_What to work on:_
Your job is to write out each record precisely as it stands.

_Recorded information:_
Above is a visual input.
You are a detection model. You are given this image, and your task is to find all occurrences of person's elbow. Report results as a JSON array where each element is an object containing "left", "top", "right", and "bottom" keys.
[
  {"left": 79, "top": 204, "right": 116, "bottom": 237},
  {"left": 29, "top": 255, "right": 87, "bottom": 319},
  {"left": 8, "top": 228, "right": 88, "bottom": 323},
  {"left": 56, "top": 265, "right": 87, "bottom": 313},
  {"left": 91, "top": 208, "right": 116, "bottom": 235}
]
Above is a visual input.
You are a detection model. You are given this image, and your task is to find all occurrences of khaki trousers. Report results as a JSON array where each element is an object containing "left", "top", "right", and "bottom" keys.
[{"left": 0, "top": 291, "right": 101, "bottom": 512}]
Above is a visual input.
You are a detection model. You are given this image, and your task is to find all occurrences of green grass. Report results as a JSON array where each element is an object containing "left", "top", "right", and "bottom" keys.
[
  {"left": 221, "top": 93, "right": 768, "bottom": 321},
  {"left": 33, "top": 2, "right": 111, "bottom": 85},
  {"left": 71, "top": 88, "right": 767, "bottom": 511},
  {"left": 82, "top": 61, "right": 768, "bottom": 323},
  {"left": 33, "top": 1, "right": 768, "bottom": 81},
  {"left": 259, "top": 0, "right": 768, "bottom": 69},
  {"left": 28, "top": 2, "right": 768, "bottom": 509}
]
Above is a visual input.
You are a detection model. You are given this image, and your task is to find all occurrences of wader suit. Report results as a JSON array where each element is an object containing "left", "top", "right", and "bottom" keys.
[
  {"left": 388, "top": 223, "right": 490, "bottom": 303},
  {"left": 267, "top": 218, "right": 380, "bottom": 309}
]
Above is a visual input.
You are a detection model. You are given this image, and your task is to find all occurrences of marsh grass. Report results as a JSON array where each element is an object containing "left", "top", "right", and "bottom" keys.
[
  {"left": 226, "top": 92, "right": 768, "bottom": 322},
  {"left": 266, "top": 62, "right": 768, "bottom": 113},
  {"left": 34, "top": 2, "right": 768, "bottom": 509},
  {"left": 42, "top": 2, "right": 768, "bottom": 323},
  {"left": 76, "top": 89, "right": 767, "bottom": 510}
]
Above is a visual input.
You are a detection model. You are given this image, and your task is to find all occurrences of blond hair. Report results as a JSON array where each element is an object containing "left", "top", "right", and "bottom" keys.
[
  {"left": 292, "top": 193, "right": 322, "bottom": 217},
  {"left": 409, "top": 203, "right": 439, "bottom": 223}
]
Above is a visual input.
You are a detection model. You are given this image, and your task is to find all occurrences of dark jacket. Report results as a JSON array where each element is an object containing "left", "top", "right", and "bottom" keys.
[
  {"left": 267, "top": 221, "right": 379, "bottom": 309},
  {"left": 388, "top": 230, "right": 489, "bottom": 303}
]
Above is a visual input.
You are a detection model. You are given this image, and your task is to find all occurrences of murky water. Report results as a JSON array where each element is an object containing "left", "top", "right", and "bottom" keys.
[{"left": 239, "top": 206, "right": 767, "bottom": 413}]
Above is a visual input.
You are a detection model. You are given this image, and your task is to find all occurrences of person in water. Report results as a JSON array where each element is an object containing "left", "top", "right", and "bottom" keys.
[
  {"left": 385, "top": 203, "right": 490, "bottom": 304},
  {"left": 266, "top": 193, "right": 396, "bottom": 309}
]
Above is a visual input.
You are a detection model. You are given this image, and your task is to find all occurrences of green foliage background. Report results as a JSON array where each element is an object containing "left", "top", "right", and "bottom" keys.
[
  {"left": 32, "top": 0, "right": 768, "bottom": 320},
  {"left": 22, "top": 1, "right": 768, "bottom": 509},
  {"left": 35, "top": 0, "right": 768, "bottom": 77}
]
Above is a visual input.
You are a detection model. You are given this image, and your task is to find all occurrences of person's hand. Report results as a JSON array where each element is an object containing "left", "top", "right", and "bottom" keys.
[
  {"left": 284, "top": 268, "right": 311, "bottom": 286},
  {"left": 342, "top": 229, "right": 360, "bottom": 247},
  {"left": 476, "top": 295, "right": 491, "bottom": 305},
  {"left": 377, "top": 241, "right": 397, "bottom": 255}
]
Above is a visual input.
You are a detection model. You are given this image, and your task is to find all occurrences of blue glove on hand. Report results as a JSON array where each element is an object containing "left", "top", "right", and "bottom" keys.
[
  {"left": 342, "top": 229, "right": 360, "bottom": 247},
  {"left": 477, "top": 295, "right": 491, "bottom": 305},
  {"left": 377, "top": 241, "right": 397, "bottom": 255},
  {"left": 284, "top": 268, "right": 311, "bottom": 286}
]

_Solution to this problem:_
Above is a visual input.
You are a detection model. You are given this image, and your task is to find all occurrences of person's elbow. Report results as a JSON array where each element is an object containing "left", "top", "right", and "bottom" keys.
[
  {"left": 79, "top": 204, "right": 116, "bottom": 237},
  {"left": 29, "top": 255, "right": 87, "bottom": 319},
  {"left": 8, "top": 228, "right": 88, "bottom": 323},
  {"left": 56, "top": 265, "right": 87, "bottom": 313},
  {"left": 91, "top": 208, "right": 116, "bottom": 235}
]
Above is a visual input.
You are a detection model. You are given this image, and your task is to find all occurrences of khaki trousers. Report results as a JSON array where each element is an object containing "left", "top", "right", and "bottom" keys.
[{"left": 0, "top": 291, "right": 101, "bottom": 512}]
Above is a visual input.
You are a detection model. You are given this image, and your task is to find all occurrences of green grass. Report results as a JSON array where each element is an object containing "left", "top", "right", and "bottom" keys.
[
  {"left": 221, "top": 93, "right": 768, "bottom": 321},
  {"left": 33, "top": 2, "right": 111, "bottom": 85},
  {"left": 71, "top": 88, "right": 767, "bottom": 511},
  {"left": 82, "top": 61, "right": 768, "bottom": 323},
  {"left": 33, "top": 1, "right": 768, "bottom": 81},
  {"left": 259, "top": 0, "right": 768, "bottom": 69},
  {"left": 28, "top": 2, "right": 768, "bottom": 509}
]
Above is a visual input.
You are a detection model. You are given this image, and your task is to find all occurrences of wader suit. Report results as a JSON array where each element is an object containing "left", "top", "right", and "bottom" keys.
[
  {"left": 388, "top": 223, "right": 490, "bottom": 303},
  {"left": 267, "top": 218, "right": 380, "bottom": 309}
]
Above is a visual input.
You are a detection model. You are given this image, and your task is to find all occurrences of marsh grass. Report results as a JSON array where each element is an object containing "left", "top", "right", and "bottom" keys.
[
  {"left": 226, "top": 92, "right": 768, "bottom": 322},
  {"left": 266, "top": 62, "right": 768, "bottom": 113},
  {"left": 34, "top": 2, "right": 768, "bottom": 509},
  {"left": 42, "top": 2, "right": 768, "bottom": 323},
  {"left": 76, "top": 89, "right": 767, "bottom": 510}
]
Above is a visual input.
You are a detection model. You are given this image, and your task is to find all occurrences of blond hair. Report results as a JSON array where each element is an object containing "left", "top", "right", and "bottom" keys.
[
  {"left": 292, "top": 193, "right": 322, "bottom": 217},
  {"left": 409, "top": 203, "right": 439, "bottom": 223}
]
Above is a visual input.
You are a detection model. You are given this image, and your task is to find all occurrences of dark jacket. Report results as a JSON array where each element is an object containing "left", "top", "right", and "bottom" keys.
[
  {"left": 267, "top": 221, "right": 379, "bottom": 309},
  {"left": 388, "top": 230, "right": 489, "bottom": 303}
]
Above is a visual input.
You are a detection model. You are given this image, and your task is to find all occurrences of murky water. Report results as a JSON array where each element is an object containing "left", "top", "right", and "bottom" keys.
[{"left": 239, "top": 206, "right": 767, "bottom": 413}]
Above is a visual input.
You are a detection model. You are given this image, and your task is to find all occurrences of person in water. Report results as a JSON array where each element is an object containing "left", "top", "right", and "bottom" keys.
[
  {"left": 385, "top": 203, "right": 490, "bottom": 304},
  {"left": 266, "top": 193, "right": 396, "bottom": 309}
]
Above is a visual input.
You are a detection model. You are given this image, and your task is to find all occurrences of green foliage background. Report results as a JSON array where each element is an object containing "left", "top", "right", and "bottom" keys.
[
  {"left": 32, "top": 0, "right": 768, "bottom": 320},
  {"left": 22, "top": 1, "right": 768, "bottom": 509},
  {"left": 35, "top": 0, "right": 768, "bottom": 77}
]
Above is a visual input.
You are a detection model. You are given this image, and your task is to find all occurrences of person's hand. Report results as a JSON array where each element is an object containing "left", "top", "right", and "bottom" keys.
[
  {"left": 284, "top": 268, "right": 311, "bottom": 286},
  {"left": 342, "top": 229, "right": 360, "bottom": 247},
  {"left": 476, "top": 295, "right": 491, "bottom": 305},
  {"left": 377, "top": 241, "right": 397, "bottom": 255}
]
Above is a visual input.
You are a detection model. You are given this image, and your task is to find all occurrences of blue glove on hand. Report results as a JSON array where each element is an object containing "left", "top", "right", and "bottom" keys.
[
  {"left": 342, "top": 229, "right": 360, "bottom": 247},
  {"left": 477, "top": 295, "right": 491, "bottom": 305},
  {"left": 377, "top": 241, "right": 397, "bottom": 255},
  {"left": 284, "top": 268, "right": 311, "bottom": 286}
]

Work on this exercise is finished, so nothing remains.